#### DESCRIPTION OF THE TASK
Gather every line of the records below that contains the word "boat", paying attention to case, and copy each one out.

#### DATA FOR THE TASK
* Start *

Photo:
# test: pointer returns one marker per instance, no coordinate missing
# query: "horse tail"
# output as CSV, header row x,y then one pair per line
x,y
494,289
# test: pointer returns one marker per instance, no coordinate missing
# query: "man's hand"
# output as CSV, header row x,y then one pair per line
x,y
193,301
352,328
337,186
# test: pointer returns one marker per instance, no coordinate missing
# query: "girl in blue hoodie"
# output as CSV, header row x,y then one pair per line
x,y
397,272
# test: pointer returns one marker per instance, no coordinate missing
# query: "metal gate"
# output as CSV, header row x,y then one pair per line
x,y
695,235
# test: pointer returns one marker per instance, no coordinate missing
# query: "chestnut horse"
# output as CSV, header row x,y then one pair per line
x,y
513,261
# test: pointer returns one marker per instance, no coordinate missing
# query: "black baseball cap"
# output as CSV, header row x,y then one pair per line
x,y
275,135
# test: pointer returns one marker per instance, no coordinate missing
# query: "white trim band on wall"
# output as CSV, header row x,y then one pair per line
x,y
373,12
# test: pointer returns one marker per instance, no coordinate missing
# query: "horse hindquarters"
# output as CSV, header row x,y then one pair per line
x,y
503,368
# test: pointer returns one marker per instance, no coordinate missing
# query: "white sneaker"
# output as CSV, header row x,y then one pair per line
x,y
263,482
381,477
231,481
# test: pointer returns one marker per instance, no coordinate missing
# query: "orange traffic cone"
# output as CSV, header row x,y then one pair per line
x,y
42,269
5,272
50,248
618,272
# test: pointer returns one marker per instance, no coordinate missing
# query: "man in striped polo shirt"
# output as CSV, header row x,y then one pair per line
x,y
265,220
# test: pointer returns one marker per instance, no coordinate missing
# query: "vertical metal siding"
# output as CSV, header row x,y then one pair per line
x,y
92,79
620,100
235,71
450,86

* End *
* Start *

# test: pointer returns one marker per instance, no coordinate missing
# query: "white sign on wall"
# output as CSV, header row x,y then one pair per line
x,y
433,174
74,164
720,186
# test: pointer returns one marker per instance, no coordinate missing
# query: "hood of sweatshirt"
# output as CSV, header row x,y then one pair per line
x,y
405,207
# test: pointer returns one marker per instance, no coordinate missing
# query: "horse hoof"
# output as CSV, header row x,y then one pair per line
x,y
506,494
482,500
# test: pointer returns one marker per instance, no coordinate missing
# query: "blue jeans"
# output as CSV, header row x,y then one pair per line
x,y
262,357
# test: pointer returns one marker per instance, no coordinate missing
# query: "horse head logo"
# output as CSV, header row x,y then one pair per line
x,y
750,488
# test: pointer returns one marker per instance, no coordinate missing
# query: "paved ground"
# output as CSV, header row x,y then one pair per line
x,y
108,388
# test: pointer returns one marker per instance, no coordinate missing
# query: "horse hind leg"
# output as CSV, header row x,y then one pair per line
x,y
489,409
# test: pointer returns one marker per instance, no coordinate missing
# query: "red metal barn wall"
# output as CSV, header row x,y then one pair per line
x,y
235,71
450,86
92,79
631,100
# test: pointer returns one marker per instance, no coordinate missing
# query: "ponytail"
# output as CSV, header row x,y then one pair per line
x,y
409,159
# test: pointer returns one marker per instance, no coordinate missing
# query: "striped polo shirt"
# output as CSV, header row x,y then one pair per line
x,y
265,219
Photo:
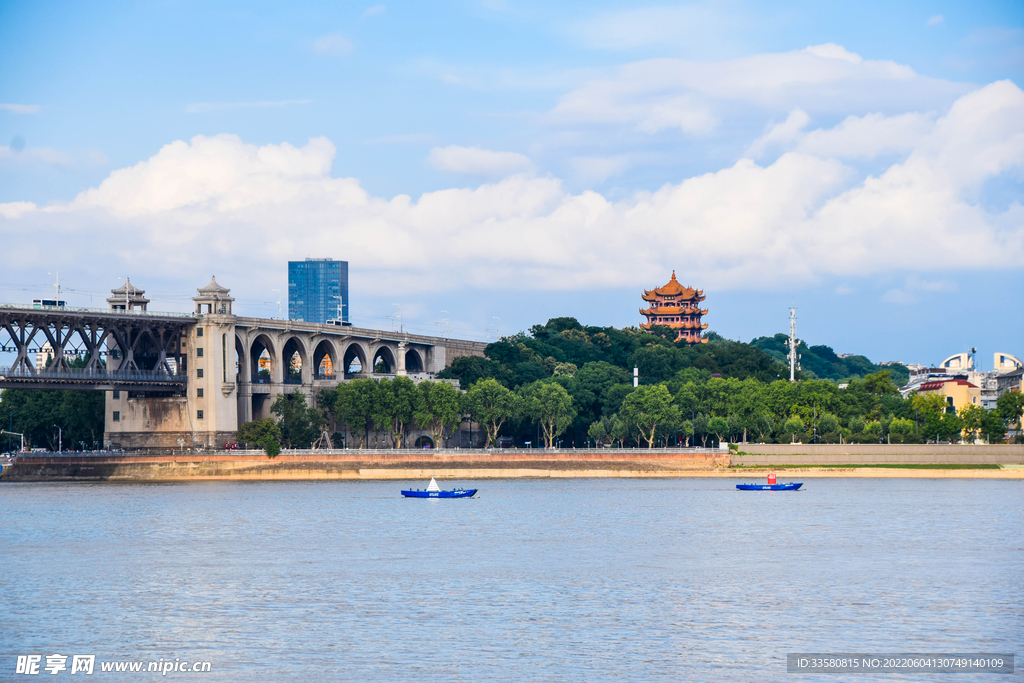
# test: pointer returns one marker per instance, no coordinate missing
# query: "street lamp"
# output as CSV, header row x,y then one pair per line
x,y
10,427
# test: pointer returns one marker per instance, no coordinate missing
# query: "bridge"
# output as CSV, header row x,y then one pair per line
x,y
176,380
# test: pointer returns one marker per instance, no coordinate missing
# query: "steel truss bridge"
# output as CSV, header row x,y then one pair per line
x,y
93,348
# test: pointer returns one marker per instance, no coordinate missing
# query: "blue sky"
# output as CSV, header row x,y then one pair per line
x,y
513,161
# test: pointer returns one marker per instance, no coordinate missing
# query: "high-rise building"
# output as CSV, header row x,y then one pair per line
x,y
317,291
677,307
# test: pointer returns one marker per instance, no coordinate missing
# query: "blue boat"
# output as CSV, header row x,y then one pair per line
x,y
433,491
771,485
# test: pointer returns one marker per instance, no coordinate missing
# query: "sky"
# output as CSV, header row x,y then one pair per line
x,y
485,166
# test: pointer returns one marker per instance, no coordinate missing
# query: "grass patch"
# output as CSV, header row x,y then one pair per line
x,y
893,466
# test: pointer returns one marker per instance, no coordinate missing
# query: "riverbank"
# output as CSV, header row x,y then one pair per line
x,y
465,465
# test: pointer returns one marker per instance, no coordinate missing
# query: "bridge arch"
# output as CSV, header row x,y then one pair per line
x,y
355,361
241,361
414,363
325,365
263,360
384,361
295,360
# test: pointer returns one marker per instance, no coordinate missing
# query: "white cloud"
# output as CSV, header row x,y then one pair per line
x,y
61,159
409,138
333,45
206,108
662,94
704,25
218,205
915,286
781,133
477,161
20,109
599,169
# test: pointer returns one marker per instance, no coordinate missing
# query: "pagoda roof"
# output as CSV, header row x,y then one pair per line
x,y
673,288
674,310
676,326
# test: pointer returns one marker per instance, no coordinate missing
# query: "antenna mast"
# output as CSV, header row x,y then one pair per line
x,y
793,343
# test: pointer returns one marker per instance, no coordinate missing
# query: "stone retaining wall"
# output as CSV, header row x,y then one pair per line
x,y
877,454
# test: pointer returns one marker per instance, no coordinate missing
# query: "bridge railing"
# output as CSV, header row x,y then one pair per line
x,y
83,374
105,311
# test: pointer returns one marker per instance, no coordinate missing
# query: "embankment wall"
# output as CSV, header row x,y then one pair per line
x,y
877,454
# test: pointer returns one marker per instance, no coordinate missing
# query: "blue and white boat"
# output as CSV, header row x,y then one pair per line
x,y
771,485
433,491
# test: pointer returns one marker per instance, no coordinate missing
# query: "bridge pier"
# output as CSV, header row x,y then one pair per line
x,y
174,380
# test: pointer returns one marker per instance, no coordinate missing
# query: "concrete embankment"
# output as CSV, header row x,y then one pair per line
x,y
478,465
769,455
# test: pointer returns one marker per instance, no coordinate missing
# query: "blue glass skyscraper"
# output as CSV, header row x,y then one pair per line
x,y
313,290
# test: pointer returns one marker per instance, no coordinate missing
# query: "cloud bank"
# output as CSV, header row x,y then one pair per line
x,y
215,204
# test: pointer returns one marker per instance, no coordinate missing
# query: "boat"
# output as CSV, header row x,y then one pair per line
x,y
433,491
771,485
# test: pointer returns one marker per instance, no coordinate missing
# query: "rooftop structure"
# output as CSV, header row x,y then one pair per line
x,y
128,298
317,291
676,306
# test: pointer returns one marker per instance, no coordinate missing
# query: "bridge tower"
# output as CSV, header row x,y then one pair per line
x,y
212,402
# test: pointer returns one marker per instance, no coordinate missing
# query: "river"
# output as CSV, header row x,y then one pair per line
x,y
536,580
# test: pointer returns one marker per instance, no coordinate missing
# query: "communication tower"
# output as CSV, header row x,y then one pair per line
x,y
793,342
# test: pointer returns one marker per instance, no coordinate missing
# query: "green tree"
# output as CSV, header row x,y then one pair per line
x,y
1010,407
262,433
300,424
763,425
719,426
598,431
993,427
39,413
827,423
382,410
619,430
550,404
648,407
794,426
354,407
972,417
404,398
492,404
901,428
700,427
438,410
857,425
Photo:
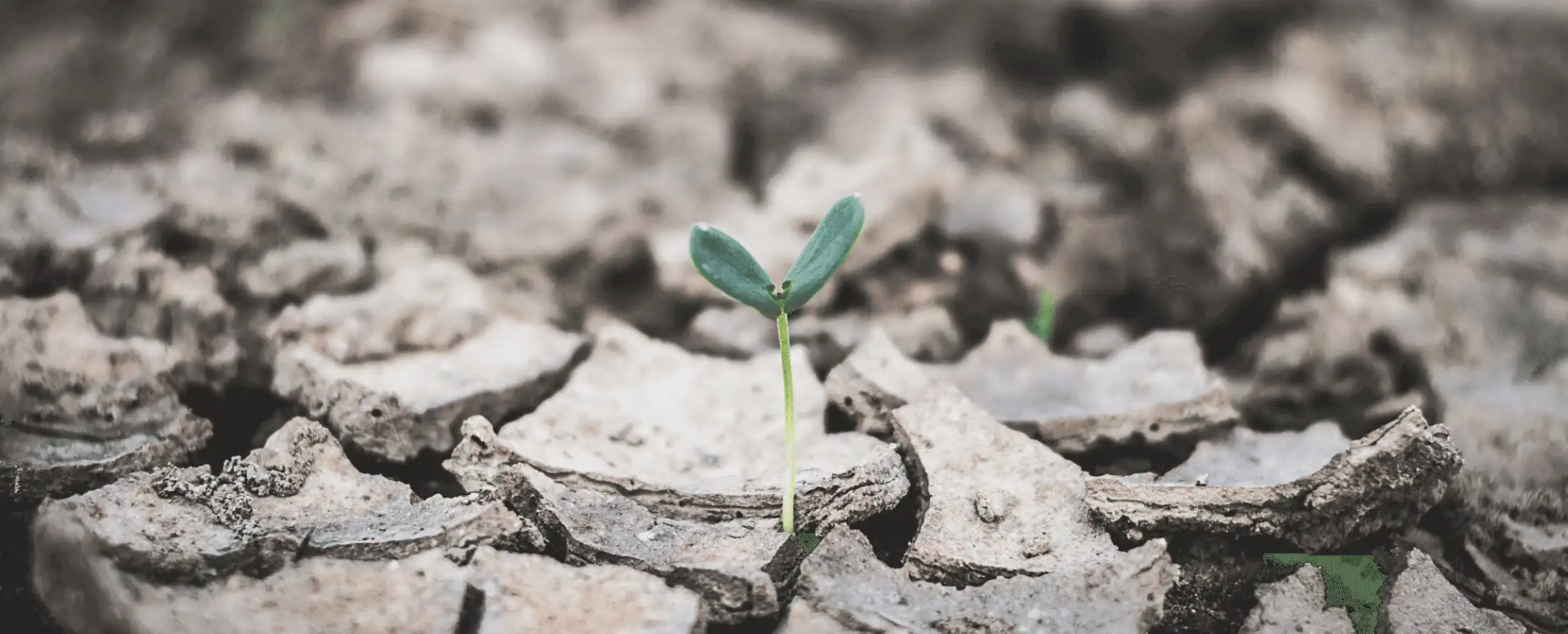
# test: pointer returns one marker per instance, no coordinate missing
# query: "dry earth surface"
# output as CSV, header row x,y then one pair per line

* End *

#### FINISHED ANSWER
# query: "blue boat"
# query: "blue and white boat"
# query: "boat"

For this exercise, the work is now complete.